Please recast the entries below as a Markdown table with the columns Row and Entry Line. Give a row number and the line for each line from the one containing "Target: green grass" through the end of the entries, leaving out blank lines.

───── Extracted information

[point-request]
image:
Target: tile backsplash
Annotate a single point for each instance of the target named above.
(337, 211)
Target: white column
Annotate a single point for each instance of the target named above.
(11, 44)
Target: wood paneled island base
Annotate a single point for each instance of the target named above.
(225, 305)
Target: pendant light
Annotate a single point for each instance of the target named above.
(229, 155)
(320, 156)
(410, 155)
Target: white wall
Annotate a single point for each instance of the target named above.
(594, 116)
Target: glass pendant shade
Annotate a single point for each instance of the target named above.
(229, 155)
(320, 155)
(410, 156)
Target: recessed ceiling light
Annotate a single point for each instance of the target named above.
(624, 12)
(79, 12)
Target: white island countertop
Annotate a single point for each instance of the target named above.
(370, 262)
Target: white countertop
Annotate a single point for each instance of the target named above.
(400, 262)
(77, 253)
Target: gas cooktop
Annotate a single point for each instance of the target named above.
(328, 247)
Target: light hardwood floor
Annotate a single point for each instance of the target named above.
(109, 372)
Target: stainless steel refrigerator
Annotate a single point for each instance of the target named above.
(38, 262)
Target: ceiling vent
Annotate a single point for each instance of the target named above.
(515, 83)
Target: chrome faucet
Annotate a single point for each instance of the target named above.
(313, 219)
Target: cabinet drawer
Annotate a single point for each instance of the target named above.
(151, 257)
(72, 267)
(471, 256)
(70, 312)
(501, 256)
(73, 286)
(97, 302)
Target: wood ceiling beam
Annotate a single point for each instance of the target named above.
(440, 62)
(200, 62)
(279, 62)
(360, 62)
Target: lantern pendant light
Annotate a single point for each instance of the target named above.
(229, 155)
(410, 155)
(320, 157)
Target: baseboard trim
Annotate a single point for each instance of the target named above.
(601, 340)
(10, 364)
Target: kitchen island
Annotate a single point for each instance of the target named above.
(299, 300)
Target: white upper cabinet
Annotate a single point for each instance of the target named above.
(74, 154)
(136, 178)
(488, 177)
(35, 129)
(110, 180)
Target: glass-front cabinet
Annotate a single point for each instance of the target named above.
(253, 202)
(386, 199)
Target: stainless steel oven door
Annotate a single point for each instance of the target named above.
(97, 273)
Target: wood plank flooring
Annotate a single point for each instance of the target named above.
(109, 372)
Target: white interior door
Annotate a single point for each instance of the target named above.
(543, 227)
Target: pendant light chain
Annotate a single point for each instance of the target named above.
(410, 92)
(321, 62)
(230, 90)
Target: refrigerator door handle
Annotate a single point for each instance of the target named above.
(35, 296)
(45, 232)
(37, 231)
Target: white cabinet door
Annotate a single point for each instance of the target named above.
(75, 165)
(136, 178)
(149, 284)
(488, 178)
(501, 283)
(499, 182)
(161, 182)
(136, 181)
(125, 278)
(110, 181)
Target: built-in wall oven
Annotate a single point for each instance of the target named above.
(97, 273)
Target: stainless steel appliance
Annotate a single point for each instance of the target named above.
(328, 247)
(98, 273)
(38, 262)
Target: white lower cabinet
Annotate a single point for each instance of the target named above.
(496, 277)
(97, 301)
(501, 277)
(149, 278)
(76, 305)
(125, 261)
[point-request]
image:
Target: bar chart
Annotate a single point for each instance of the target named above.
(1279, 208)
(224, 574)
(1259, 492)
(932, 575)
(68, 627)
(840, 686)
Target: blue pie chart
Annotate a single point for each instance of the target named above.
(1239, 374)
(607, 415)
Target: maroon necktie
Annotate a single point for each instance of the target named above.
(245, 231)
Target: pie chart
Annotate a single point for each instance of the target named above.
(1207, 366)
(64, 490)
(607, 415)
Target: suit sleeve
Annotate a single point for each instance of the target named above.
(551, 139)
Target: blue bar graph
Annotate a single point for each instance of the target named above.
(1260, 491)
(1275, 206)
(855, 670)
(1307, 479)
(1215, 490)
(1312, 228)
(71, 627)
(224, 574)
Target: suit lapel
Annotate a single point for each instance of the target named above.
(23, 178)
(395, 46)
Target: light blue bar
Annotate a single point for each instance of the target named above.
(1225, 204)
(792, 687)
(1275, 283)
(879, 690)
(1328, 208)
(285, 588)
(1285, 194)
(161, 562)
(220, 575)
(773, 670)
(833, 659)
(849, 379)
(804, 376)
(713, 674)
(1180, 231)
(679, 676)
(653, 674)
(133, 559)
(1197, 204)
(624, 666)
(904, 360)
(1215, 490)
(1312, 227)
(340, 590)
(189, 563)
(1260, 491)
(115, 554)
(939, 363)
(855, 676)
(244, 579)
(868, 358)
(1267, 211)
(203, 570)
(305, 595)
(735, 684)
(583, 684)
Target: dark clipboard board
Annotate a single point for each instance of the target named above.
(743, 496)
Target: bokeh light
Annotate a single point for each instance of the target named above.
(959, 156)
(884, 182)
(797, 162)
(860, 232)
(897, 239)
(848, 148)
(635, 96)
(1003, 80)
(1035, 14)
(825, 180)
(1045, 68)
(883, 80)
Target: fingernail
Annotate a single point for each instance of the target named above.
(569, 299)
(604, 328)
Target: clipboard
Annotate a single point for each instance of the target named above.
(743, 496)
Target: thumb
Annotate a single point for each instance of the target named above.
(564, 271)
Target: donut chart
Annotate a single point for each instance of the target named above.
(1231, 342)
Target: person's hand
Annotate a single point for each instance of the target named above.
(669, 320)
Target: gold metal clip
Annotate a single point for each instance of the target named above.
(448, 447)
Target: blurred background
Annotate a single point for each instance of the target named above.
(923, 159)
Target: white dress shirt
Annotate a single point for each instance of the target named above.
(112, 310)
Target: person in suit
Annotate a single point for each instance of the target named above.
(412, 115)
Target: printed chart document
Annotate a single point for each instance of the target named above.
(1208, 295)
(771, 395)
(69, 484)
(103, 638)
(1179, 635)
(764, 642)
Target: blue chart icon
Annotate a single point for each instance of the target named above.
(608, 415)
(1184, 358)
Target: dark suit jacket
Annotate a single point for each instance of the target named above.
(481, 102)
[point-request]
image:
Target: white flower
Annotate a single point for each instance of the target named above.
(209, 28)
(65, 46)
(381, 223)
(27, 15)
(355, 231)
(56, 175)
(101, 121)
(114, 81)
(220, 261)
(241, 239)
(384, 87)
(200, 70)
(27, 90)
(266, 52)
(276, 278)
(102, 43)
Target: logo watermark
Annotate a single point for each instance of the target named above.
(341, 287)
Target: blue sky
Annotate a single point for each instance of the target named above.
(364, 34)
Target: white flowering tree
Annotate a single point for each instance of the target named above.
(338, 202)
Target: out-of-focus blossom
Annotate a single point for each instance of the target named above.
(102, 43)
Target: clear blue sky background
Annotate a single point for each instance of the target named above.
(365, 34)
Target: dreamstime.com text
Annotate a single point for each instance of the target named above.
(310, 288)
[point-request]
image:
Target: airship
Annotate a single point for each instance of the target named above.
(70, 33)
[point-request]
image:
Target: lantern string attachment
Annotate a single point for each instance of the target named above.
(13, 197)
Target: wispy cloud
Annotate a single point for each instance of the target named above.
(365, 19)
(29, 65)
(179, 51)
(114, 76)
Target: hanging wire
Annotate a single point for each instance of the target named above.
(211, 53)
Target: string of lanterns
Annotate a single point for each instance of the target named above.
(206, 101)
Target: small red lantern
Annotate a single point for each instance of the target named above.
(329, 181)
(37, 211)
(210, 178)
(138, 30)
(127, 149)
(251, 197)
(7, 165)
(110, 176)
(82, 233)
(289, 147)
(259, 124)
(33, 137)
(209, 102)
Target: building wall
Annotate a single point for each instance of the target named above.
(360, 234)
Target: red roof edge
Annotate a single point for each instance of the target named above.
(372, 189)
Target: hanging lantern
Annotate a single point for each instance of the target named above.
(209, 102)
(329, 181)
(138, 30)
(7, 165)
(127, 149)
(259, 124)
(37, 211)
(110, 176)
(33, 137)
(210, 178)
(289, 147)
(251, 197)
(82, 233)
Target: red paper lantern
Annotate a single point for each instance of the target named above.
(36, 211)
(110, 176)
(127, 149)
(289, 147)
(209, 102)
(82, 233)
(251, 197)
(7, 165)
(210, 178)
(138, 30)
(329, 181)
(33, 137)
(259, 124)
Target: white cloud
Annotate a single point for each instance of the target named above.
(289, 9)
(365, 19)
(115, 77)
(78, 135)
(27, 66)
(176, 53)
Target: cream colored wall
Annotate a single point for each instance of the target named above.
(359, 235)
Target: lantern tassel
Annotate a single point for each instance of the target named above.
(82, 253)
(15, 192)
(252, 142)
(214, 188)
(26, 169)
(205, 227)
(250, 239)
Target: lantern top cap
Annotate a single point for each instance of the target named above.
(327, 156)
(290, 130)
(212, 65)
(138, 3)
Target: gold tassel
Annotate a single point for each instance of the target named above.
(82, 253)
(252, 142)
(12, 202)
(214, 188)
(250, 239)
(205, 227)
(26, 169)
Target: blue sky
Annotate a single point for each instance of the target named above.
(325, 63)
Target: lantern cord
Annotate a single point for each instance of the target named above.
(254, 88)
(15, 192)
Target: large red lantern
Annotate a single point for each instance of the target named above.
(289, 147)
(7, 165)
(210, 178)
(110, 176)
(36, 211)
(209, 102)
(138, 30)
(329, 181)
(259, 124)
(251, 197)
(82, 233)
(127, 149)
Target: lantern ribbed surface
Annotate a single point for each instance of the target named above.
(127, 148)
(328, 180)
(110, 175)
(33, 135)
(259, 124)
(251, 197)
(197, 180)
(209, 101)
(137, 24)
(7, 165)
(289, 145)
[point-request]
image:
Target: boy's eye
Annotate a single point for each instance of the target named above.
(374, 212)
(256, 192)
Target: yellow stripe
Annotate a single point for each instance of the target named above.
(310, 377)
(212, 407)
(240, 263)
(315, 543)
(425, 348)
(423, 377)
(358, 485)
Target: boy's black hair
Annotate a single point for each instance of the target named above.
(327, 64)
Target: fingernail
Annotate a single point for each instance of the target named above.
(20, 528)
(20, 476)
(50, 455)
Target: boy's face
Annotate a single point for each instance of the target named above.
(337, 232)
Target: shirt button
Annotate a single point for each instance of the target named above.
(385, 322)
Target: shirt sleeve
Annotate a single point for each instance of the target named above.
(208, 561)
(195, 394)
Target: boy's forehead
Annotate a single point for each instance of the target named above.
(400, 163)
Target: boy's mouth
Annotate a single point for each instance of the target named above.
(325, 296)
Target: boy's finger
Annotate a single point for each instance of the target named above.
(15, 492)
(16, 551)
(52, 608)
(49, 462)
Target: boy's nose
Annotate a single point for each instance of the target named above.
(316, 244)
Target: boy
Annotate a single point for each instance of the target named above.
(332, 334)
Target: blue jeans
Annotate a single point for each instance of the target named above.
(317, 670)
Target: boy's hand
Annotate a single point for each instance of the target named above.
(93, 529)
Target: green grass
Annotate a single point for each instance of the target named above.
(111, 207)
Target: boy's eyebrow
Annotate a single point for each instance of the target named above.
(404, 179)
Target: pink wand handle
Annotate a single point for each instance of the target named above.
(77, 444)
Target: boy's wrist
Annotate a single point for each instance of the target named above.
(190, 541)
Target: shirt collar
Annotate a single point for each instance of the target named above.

──────────

> _Exercise output_
| Row | Entry Line |
|---|---|
| 1 | Target: green grass |
| 2 | Annotate a single point for each instance of the target named above. |
| 3 | (111, 207) |
| 4 | Target: boy's eyebrow |
| 5 | Annotate a single point for each instance of the target named above. |
| 6 | (404, 179) |
| 7 | Target: pink wand handle |
| 8 | Annotate a single point for each instance of the target named above. |
| 9 | (77, 444) |
| 10 | Target: boy's wrist |
| 11 | Annotate a single point for each instance of the target named above. |
| 12 | (190, 541) |
| 13 | Target: shirt collar |
| 14 | Annotate a single point for each instance of the target named above. |